BRIEF A =
According to the heart attack story, how many bypasses did the writer end up having?
BRIEF B =
Write a continuation of the heart attack story that picks up after its last sentence.

TEXT EXCERPT =
Heart Attack At 47
by William Wegner
(Des Moines, Iowa)
I've eaten badly all my life. Too big of portions, too much fried food, too much soda and chocolate. My Dad's father died of of a HA when he was also 47.
My attack occurred working out on a treadmill. Although not horribly over weight (6 foot 225 pounds) I had been working out pretty regularly over the past 9 months and feeling better. That doesn't mean I had changed my eating habits.
One morning before work I was on the treadmill and I felt this awful pressure and pain right in the middle of my chest. It went away after I stopped, but when I went into work I just didn't feel right. So I drove myself to the emergency room and things started happening really fast. An angioplasty revealed more blockage that could be fixed with a stent, so I was scheduled for bypass surgery the next morning. The folks, doctors, etc. at Iowa Methodist in Des Moines were all great. I received info on what was going to happen, and how it would be after I woke up.
The waking up part was by far the worst. The breathing tube was virtually unbearable and the overall pain was quite severe. Luckily I had many friends and family over the next five days to help me through everything. Friends and relatives came from all over. It was quite amazing.
I ended up having 5 bypasses and went home in 6 days...those initial days in the hospital of getting out of bed and walking were not fun. My folks were kind enough to stay with me for three weeks once I got home which was a great help. I learned to eat better and take overall better care of myself.
I went to cardiac rehab which was helpful and now I am prepared to go back to
work 8 weeks after surgery. Luckily I have a job and insurance which took care of most of the cost, as the charges were quite eye opening and mouth dropping, never having been in a hospital before.

DATA =
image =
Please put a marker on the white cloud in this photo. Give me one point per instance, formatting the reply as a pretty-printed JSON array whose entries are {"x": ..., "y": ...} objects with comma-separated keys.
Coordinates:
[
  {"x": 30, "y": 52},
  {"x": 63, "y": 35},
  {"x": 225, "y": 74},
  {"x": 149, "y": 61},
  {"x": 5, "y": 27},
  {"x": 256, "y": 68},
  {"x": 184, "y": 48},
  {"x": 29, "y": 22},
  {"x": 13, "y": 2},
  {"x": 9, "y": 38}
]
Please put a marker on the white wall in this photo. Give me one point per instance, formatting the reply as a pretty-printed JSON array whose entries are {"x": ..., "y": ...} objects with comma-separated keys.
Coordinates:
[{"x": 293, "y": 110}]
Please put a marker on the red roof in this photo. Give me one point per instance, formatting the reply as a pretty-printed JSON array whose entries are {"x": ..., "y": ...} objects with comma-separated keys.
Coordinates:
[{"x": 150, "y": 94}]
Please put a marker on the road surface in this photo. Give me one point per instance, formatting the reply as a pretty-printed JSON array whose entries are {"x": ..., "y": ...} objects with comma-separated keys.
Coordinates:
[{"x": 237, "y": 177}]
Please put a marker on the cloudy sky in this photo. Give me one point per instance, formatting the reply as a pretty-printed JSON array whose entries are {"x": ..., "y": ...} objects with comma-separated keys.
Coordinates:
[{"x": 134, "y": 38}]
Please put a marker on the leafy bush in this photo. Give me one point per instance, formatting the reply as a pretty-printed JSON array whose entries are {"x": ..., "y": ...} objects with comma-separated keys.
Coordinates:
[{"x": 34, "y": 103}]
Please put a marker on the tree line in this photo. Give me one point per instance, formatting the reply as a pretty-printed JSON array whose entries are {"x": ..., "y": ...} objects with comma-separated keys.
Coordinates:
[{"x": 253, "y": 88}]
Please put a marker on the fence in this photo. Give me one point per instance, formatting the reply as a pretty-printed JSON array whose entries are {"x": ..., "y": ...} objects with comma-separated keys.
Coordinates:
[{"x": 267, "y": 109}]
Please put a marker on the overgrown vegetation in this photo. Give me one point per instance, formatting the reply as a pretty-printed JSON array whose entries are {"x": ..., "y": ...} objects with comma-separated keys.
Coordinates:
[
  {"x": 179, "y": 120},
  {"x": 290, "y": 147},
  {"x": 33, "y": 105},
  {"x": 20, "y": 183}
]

RESPONSE AREA A =
Five.

RESPONSE AREA B =
I feel pretty great now except for some residual pain around the scar and incision. I'm working out at higher levels that I was before as the surgeon has given me the ok to start running again. My short term goal is running a 5K here in about 5 weeks. Just finishing, not trying to set a PR or anything.
The strange thing about the overall experience is that the night before the surgery, when I had plenty of time to think about life's big questions, I wasn't really worried. I guess I felt if it was my time it was my time.
Another fairly strange thing was that was when I was moved from the critical cardiac unit to a regular room I guess I blacked out for a second moving into the wheelchair. During that time I was walking on a beautiful beach and I felt I had no hurries or worries in the world. It seemed to go on for a while like most dreams do, but the nurse that shook me back to reality said I was out just a second.
So I don't know what that means, but I found it kind of wild.
So, to all that might go through or have been through this, it does get better in time. Knowing that I've got blood moving through me better now does not leave me thinking of having another HA. It's just important to start taking better care of yourself before and/or after. Take your meds, eat smaller portions, lower fatty foods, eat more chicken and fish, and don't forget those fruits and vegetables.